● **PAGE TEXT**
=== Section Start ===
We are proud to display the great work our students are doing by contributing to meaningful science. Orla Moran is earning her PhD in Psychology at University College, Dublin in Dublin, Ireland and recently published this meaningful paper examining the contributions of self-as- distinction and self-as-hierarchy on relevant mental health variables. Clarissa Ong is a graduate student in the combined Clinical/Counseling PhD program at Utah State University. She has recently published a study utilizing ACT vs. waitlist control to treat clinical perfectionism. All of our students work extremely hard to publish, present, and disseminate their research and we are pleased to feature some of their articles below:

Moran, O., & McHugh, L. (2019). Patterns of relational responding and a healthy self in older adolescents. Journal of Contextual Behavioral Science, doi:10.1016/j.jcbs.2019.02.002

Evidence from Contextual Behavioral Science indicates that two patterns of relating facilitate a sense of self, namely, self-as-distinction and self-as-hierarchy. Although the latter has been associated with better mental health outcomes relative to self-as-distinction, to date these types of relating have not been examined directly at a baseline level, wherein manipulation has not occurred. The present study examined the relative contribution of self-as-distinction and self-as- hierarchy on depression, stress, and anxiety in a sample of 102 young people, while controlling for deictic ability and gender. The role of psychological flexibility was also examined using mediation analysis. While self-as-hierarchy emerged as a significant predictor of lower levels of stress and depression, psychological flexibility was not found to mediate this relationship. Self- as-distinction did not emerge as a significant predictor of any outcome variable. Suggestions for future research on the basis of these findings are discussed.

Ong, C. W., Lee, E. B., Krafft, J., Terry, C. L., Barrett, T. S., Levin, M. E., & Twohig, M. P. (2019). A randomized controlled trial of acceptance and commitment therapy for clinical perfectionism. Journal of Obsessive-Compulsive and Related Disorders.
=== Section End ===
● **EXTRACTED ENTRIES**
=== Section Start ===
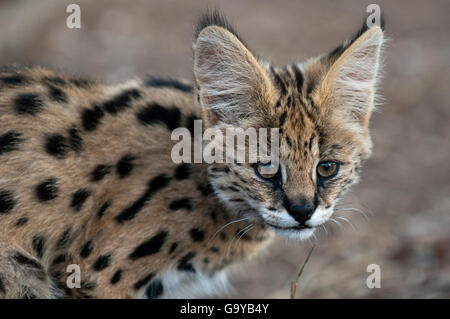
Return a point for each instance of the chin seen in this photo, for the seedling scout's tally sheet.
(295, 234)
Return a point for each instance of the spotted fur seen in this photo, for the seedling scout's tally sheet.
(86, 175)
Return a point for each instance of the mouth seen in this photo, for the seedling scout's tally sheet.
(298, 227)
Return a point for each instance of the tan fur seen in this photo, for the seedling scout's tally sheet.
(311, 131)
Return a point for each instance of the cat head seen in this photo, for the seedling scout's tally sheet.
(322, 108)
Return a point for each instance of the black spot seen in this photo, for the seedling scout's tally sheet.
(156, 184)
(182, 171)
(121, 101)
(125, 165)
(79, 198)
(102, 209)
(13, 80)
(173, 247)
(206, 189)
(215, 250)
(102, 262)
(64, 239)
(55, 80)
(88, 285)
(150, 246)
(21, 221)
(86, 249)
(56, 145)
(155, 289)
(91, 118)
(182, 203)
(213, 216)
(142, 282)
(183, 263)
(47, 190)
(196, 234)
(168, 83)
(156, 114)
(75, 140)
(27, 103)
(32, 264)
(190, 124)
(39, 245)
(116, 277)
(81, 83)
(57, 95)
(7, 201)
(10, 142)
(100, 172)
(59, 259)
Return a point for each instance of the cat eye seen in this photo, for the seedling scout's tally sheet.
(261, 171)
(327, 169)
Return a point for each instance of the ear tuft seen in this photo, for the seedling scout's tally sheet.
(231, 82)
(351, 80)
(214, 18)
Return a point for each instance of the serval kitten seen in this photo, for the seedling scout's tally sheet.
(87, 179)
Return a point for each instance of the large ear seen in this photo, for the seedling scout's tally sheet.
(232, 84)
(350, 82)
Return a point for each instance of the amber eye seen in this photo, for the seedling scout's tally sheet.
(267, 170)
(327, 169)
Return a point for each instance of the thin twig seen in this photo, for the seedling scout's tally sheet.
(294, 284)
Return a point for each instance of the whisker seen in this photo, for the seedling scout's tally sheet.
(346, 220)
(226, 225)
(235, 236)
(351, 209)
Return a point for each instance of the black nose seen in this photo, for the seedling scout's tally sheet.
(301, 210)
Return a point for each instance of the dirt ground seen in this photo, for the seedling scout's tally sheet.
(406, 184)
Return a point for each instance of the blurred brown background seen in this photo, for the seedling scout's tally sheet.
(405, 189)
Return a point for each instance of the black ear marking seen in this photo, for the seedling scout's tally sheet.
(215, 18)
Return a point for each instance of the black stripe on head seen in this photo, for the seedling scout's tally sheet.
(156, 114)
(10, 142)
(168, 83)
(156, 184)
(298, 77)
(7, 201)
(150, 246)
(121, 101)
(39, 245)
(279, 82)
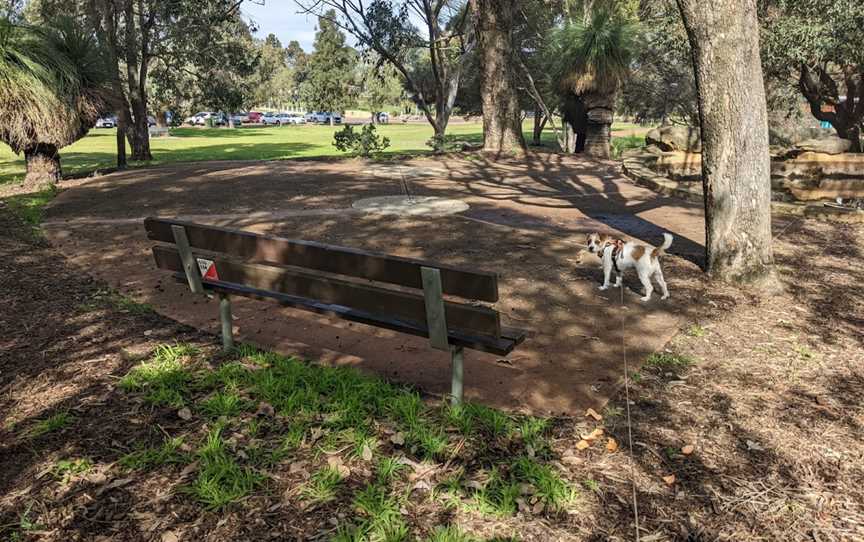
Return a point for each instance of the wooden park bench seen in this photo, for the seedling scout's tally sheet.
(390, 292)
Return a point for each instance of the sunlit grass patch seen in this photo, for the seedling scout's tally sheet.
(322, 485)
(53, 423)
(221, 480)
(164, 379)
(69, 468)
(169, 452)
(450, 533)
(666, 361)
(30, 208)
(227, 404)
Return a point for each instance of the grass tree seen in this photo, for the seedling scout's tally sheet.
(592, 58)
(52, 90)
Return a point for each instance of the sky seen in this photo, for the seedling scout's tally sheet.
(281, 17)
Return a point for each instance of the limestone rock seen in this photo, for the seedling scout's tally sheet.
(675, 138)
(828, 145)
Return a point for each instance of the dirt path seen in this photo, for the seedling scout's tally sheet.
(767, 392)
(526, 220)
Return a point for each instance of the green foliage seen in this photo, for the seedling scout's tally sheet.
(220, 480)
(53, 83)
(68, 468)
(594, 55)
(365, 143)
(31, 207)
(450, 533)
(665, 361)
(164, 378)
(621, 144)
(222, 404)
(327, 85)
(322, 486)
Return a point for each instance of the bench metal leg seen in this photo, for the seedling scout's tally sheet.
(227, 322)
(456, 369)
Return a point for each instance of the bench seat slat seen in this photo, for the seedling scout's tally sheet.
(407, 306)
(332, 259)
(495, 345)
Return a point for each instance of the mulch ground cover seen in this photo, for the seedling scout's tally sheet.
(119, 424)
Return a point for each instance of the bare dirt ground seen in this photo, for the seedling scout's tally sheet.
(527, 221)
(771, 405)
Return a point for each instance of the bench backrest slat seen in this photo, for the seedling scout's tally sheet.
(318, 256)
(405, 305)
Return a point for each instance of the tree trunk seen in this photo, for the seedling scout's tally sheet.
(736, 168)
(540, 120)
(502, 119)
(597, 141)
(121, 144)
(43, 166)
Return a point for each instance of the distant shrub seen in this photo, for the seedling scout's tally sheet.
(363, 143)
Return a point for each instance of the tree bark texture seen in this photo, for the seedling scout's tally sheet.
(43, 166)
(736, 168)
(502, 118)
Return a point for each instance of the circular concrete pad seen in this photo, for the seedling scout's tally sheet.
(411, 206)
(400, 171)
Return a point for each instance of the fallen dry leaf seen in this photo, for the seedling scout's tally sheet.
(265, 409)
(593, 413)
(597, 433)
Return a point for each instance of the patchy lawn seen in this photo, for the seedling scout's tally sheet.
(118, 424)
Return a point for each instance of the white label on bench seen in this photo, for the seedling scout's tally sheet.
(208, 269)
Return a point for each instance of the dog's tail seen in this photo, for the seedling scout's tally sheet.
(661, 250)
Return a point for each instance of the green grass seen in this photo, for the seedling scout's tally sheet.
(665, 361)
(221, 480)
(323, 485)
(55, 422)
(164, 378)
(338, 412)
(97, 150)
(621, 144)
(30, 208)
(68, 468)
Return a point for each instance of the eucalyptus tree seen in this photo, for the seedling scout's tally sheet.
(443, 34)
(736, 165)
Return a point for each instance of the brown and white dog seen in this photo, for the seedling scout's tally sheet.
(619, 256)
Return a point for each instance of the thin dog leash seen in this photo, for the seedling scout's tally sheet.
(629, 423)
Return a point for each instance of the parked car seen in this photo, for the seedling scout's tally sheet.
(296, 118)
(270, 119)
(106, 122)
(218, 118)
(323, 117)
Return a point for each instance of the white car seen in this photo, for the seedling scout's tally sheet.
(270, 119)
(323, 117)
(295, 118)
(106, 122)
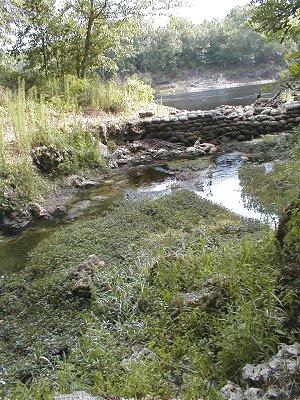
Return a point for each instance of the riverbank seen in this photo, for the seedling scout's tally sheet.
(153, 294)
(146, 308)
(87, 161)
(190, 81)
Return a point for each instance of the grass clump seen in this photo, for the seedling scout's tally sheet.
(139, 334)
(272, 190)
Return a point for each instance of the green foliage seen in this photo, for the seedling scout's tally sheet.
(115, 97)
(271, 191)
(184, 45)
(280, 19)
(155, 251)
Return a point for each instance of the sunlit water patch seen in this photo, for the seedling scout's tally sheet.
(218, 183)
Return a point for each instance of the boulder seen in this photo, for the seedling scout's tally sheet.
(276, 379)
(212, 295)
(80, 182)
(82, 276)
(146, 114)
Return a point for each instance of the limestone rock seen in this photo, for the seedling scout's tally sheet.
(83, 274)
(80, 182)
(277, 379)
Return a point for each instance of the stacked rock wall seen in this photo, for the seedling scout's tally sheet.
(225, 123)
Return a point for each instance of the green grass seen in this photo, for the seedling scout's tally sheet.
(155, 251)
(42, 117)
(272, 191)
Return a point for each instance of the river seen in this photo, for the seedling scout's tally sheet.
(218, 182)
(208, 99)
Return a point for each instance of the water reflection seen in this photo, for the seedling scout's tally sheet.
(212, 98)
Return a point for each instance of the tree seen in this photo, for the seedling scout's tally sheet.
(277, 17)
(281, 19)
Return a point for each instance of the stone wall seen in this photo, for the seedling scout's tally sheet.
(225, 123)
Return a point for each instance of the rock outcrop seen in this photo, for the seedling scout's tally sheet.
(82, 276)
(223, 124)
(278, 379)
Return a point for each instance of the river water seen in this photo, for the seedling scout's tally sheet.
(218, 182)
(199, 99)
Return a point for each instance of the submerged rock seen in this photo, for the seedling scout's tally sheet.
(37, 211)
(80, 182)
(83, 274)
(16, 222)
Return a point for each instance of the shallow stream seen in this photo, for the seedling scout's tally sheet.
(208, 99)
(216, 180)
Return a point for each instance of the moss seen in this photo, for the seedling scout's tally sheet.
(155, 251)
(271, 191)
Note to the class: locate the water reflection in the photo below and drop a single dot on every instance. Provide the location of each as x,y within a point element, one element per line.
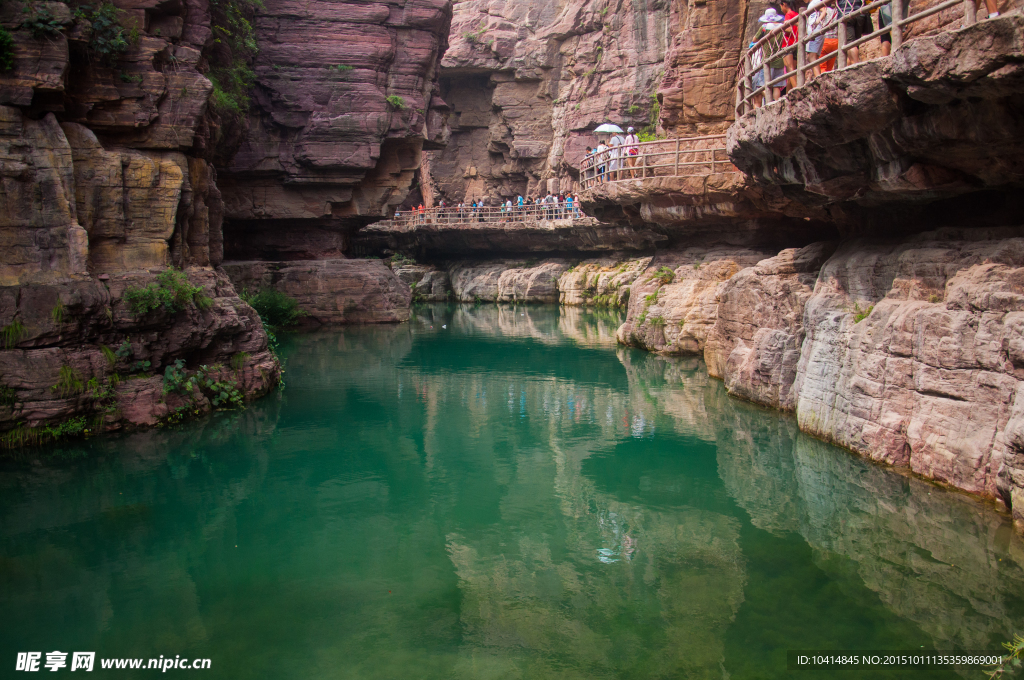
<point>493,492</point>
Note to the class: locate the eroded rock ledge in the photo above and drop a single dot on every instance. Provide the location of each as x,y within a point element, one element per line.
<point>880,143</point>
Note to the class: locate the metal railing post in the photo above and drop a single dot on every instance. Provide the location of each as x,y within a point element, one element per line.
<point>841,56</point>
<point>970,13</point>
<point>801,47</point>
<point>748,80</point>
<point>895,30</point>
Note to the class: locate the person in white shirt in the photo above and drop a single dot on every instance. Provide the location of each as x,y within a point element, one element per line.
<point>632,154</point>
<point>614,153</point>
<point>602,160</point>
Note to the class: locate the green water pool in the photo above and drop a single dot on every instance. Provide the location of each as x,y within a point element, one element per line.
<point>492,493</point>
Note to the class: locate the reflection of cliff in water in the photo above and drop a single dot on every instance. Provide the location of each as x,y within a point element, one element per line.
<point>544,505</point>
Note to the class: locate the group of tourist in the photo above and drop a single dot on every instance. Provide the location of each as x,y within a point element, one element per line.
<point>620,159</point>
<point>822,29</point>
<point>552,206</point>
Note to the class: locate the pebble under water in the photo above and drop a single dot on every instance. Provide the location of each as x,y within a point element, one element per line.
<point>492,493</point>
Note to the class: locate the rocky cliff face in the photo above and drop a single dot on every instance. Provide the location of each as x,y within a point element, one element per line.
<point>528,81</point>
<point>931,136</point>
<point>107,182</point>
<point>346,99</point>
=== Section End ===
● **WORK TO COMPLETE**
1 > Pull out the stretch of the student research passage from "Ong, C. W., Lee, E." to "and Related Disorders.", word for word.
2 > Pick up the student research passage after its final line and keep it going.

● **ANSWERS PROVIDED**
1 >
Ong, C. W., Lee, E. B., Krafft, J., Terry, C. L., Barrett, T. S., Levin, M. E., & Twohig, M. P. (2019). A randomized controlled trial of acceptance and commitment therapy for clinical perfectionism. Journal of Obsessive-Compulsive and Related Disorders.

2 >
Clinical perfectionism is characterized by imposing excessively high standards on oneself and experiencing severe distress when standards are not met. It has been found to contribute to the development and maintenance of various clinical presentations including anxiety, obsessive- compulsive, and eating disorders. The present study tested the efficacy of ten weekly individual sessions of acceptance and commitment therapy (ACT) relative to a waitlist control on clinical perfectionism and global outcomes among 53 individuals with clinical perfectionism. ACT is a process-based therapy that targets maladaptive underlying processes (e.g., rigid adherence to unrealistic high standards) rather than symptom topography (e.g., anxiety, depression). Participants completed assessments at pretreatment, posttreatment, and one-month follow-up. Results indicated compared to the waitlist condition, the ACT condition led to greater improvements in clinical perfectionism as well as outcomes related to wellbeing, functional impairment, distress, and processes of change. Our study suggests targeting core dysfunctional processes (i.e., clinical perfectionism) rather than symptom topography with treatments like ACT is feasible and efficacious, supporting a shift from symptom-focused to process-based care. We also note potential weaknesses in our treatment protocol and study methodology that should be addressed in future research. Study limitations included a small sample size and high dropout rate (35.7%).